(RECORD SET begins)

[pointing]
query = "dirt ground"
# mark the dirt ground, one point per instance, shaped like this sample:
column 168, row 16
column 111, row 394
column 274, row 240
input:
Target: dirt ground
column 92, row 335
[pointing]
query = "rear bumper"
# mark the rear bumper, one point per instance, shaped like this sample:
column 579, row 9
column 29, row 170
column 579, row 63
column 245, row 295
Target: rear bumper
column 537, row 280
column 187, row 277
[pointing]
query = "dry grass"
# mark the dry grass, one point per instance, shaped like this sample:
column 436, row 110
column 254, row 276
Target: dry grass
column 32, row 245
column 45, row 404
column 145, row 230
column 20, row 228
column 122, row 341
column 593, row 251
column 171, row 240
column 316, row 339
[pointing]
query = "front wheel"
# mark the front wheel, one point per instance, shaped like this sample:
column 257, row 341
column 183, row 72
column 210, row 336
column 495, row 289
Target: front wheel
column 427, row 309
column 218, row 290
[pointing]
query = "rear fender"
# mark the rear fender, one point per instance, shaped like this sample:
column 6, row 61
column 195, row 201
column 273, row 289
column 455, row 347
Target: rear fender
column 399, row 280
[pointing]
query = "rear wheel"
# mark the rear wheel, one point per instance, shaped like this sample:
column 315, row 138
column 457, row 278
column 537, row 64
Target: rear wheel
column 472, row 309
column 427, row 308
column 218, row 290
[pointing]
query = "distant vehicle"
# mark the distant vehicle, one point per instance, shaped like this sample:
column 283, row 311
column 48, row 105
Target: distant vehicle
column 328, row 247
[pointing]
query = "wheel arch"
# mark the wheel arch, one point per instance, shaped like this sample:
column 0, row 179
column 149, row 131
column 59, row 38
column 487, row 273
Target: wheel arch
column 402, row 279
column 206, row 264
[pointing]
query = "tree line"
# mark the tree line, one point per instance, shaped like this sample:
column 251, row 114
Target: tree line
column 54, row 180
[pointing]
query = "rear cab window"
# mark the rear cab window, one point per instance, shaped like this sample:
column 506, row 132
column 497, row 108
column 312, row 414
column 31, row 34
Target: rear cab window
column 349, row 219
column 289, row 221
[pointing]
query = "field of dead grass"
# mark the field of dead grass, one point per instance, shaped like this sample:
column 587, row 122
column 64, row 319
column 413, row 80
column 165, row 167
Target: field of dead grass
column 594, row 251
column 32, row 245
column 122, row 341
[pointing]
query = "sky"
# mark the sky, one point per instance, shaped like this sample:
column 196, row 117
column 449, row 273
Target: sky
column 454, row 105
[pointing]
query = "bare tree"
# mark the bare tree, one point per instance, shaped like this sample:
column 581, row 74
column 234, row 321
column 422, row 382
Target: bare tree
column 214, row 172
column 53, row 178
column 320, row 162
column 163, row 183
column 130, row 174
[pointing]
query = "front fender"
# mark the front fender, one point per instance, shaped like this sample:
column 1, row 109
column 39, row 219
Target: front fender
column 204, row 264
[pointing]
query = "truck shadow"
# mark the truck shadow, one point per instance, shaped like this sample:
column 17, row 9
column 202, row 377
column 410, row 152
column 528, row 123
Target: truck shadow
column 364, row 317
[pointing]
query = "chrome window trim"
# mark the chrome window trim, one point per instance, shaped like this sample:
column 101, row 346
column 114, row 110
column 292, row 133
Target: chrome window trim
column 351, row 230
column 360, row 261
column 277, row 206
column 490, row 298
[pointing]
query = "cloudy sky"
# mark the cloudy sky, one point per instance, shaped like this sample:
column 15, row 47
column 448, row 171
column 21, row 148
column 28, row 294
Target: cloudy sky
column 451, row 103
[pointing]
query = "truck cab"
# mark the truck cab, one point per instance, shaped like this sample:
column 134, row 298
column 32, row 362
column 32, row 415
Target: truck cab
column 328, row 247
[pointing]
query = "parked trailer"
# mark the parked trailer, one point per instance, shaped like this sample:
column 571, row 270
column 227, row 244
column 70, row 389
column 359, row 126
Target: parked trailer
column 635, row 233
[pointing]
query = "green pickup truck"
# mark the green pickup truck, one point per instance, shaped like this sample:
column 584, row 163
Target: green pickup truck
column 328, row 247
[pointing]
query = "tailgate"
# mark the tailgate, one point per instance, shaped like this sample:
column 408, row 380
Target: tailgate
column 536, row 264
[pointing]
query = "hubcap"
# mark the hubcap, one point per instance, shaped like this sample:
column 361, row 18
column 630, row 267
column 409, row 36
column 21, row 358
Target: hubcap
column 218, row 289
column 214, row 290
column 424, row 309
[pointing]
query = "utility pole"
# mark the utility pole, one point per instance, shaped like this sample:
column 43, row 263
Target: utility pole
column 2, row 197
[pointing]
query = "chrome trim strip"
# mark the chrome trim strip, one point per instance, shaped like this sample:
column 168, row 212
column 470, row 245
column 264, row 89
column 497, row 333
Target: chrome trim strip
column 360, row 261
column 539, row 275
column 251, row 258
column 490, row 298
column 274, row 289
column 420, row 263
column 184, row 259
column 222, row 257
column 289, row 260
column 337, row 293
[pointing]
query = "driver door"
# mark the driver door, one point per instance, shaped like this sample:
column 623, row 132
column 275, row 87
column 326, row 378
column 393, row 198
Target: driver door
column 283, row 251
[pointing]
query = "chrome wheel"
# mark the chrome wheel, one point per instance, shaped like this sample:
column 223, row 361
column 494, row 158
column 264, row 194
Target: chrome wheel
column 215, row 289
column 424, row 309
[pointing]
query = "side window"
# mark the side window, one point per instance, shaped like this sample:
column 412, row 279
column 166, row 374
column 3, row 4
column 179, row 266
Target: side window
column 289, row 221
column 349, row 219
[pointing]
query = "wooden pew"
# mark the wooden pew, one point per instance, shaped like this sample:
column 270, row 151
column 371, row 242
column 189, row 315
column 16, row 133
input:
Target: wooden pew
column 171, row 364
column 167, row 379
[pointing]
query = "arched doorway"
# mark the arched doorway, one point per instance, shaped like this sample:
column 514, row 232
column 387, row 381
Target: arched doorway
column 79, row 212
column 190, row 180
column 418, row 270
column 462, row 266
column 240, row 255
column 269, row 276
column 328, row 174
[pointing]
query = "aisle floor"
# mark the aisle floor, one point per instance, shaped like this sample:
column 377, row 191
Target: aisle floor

(RECORD SET ends)

Set down the complete listing once more, exactly as it stands above.

THE COMPLETED TASK:
[pointing]
query = "dirt ground"
# mark the dirt ground, one point per instance, shaped like this sample:
column 168, row 16
column 111, row 394
column 274, row 240
input:
Target: dirt ground
column 92, row 335
[pointing]
query = "rear bumper"
# mark the rear bumper, one point per instance, shaped like this sample:
column 579, row 9
column 29, row 170
column 579, row 63
column 245, row 295
Target: rear bumper
column 537, row 280
column 187, row 277
[pointing]
query = "dry grass"
# mark the dry grass, one point per instance, shaped like this sample:
column 436, row 110
column 254, row 276
Target: dry grass
column 32, row 245
column 45, row 404
column 145, row 230
column 20, row 228
column 122, row 341
column 593, row 251
column 171, row 240
column 316, row 339
[pointing]
query = "front wheel"
# mark the front wheel, one point per instance, shaped like this sample:
column 257, row 341
column 183, row 72
column 210, row 336
column 495, row 289
Target: front wheel
column 427, row 309
column 218, row 290
[pointing]
query = "rear fender"
# mark the rear fender, one point per instance, shaped like this sample:
column 6, row 61
column 195, row 201
column 273, row 289
column 455, row 347
Target: rear fender
column 399, row 280
[pointing]
query = "rear wheel"
# mark the rear wheel, one point per instance, shaped like this sample:
column 315, row 138
column 457, row 278
column 537, row 64
Target: rear wheel
column 472, row 309
column 427, row 308
column 218, row 290
[pointing]
query = "distant vehicle"
# mark the distant vehicle, one point per instance, shaped like this sample:
column 283, row 311
column 48, row 105
Target: distant vehicle
column 328, row 247
[pointing]
query = "wheel arch"
# mark the wheel arch, one point per instance, shaped like this sample:
column 0, row 179
column 149, row 131
column 59, row 38
column 487, row 273
Target: wheel arch
column 402, row 279
column 206, row 264
[pointing]
query = "tree line"
# mark the tree line, one point per instance, shaped like this sample:
column 251, row 114
Target: tree line
column 54, row 180
[pointing]
query = "rear cab window"
# mark the rear cab window, one point per instance, shaped like this sample:
column 506, row 132
column 497, row 108
column 312, row 414
column 31, row 34
Target: rear cab window
column 349, row 219
column 289, row 221
[pointing]
query = "field of dead grass"
# mark the field of dead grass, one point per instance, shaped like this sample:
column 587, row 122
column 64, row 319
column 413, row 80
column 165, row 167
Target: field of dead grass
column 594, row 251
column 32, row 245
column 122, row 341
[pointing]
query = "sky"
# mark the sky, one point per instance, shaped like this sample:
column 196, row 117
column 449, row 273
Target: sky
column 454, row 105
[pointing]
query = "bare tree"
# mark the bare tree, one point per instance, shaped like this sample:
column 581, row 74
column 234, row 321
column 422, row 382
Target: bare tree
column 214, row 172
column 53, row 178
column 320, row 162
column 163, row 183
column 130, row 174
[pointing]
query = "front fender"
# mark the front fender, one point per instance, shaped like this sample:
column 1, row 109
column 39, row 219
Target: front fender
column 204, row 264
[pointing]
query = "truck shadow"
# mark the truck shadow, one point per instance, shaped like this sample:
column 17, row 9
column 202, row 377
column 410, row 152
column 528, row 123
Target: truck shadow
column 364, row 317
[pointing]
query = "chrome window trim"
# mark the chrome window trim, one point per instance, shaped like this sample:
column 101, row 346
column 114, row 110
column 292, row 133
Target: chrome window trim
column 351, row 230
column 360, row 261
column 277, row 206
column 490, row 298
[pointing]
query = "cloudy sky"
# mark the cloudy sky, one point per instance, shaped like this sample:
column 15, row 47
column 448, row 171
column 21, row 148
column 28, row 294
Target: cloudy sky
column 451, row 103
[pointing]
query = "truck cab"
# mark the truck cab, one point per instance, shaped like this sample:
column 134, row 298
column 32, row 362
column 32, row 415
Target: truck cab
column 328, row 247
[pointing]
query = "parked trailer"
# mark the parked trailer, one point per instance, shaped like this sample:
column 571, row 270
column 227, row 244
column 70, row 389
column 359, row 126
Target: parked trailer
column 635, row 233
[pointing]
query = "green pickup truck"
# mark the green pickup truck, one point per instance, shaped like this sample:
column 584, row 163
Target: green pickup truck
column 328, row 247
[pointing]
query = "tailgate"
# mark the tailgate, one point per instance, shaped like this sample:
column 408, row 380
Target: tailgate
column 536, row 264
[pointing]
query = "hubcap"
# mark the hubcap, one point per instance, shaped like this sample:
column 361, row 18
column 630, row 267
column 409, row 36
column 21, row 358
Target: hubcap
column 218, row 289
column 214, row 290
column 424, row 309
[pointing]
query = "utility pole"
# mark the utility pole, one point per instance, shaped like this sample:
column 43, row 263
Target: utility pole
column 2, row 197
[pointing]
query = "chrome trim strip"
# mark the chrome trim strip, one point per instance, shaped like this sample:
column 168, row 212
column 470, row 245
column 264, row 89
column 497, row 333
Target: chrome trim strip
column 360, row 261
column 539, row 275
column 251, row 258
column 490, row 298
column 274, row 289
column 420, row 263
column 184, row 259
column 222, row 257
column 289, row 260
column 337, row 293
[pointing]
query = "driver door"
# mark the driver door, one point per instance, shaped like this sample:
column 623, row 132
column 275, row 87
column 326, row 378
column 393, row 198
Target: driver door
column 283, row 251
[pointing]
query = "chrome wheel"
# mark the chrome wheel, one point per instance, shaped like this sample:
column 223, row 361
column 494, row 158
column 264, row 194
Target: chrome wheel
column 215, row 289
column 424, row 309
[pointing]
query = "side window"
# mark the side window, one point per instance, shaped like this sample:
column 412, row 279
column 166, row 374
column 3, row 4
column 179, row 266
Target: side window
column 289, row 221
column 349, row 219
[pointing]
query = "wooden pew"
# mark the wooden pew, one point per instance, shaped like this sample:
column 270, row 151
column 371, row 242
column 189, row 315
column 16, row 133
input:
Target: wooden pew
column 171, row 364
column 167, row 379
[pointing]
query = "arched doorway"
# mark the arched doorway, one point per instance, shaped like this sample:
column 514, row 232
column 387, row 381
Target: arched doorway
column 79, row 212
column 190, row 180
column 418, row 270
column 462, row 266
column 240, row 255
column 269, row 276
column 328, row 174
[pointing]
query = "aisle floor"
# mark the aisle floor, one point per instance, shaped like this sample:
column 377, row 191
Target: aisle floor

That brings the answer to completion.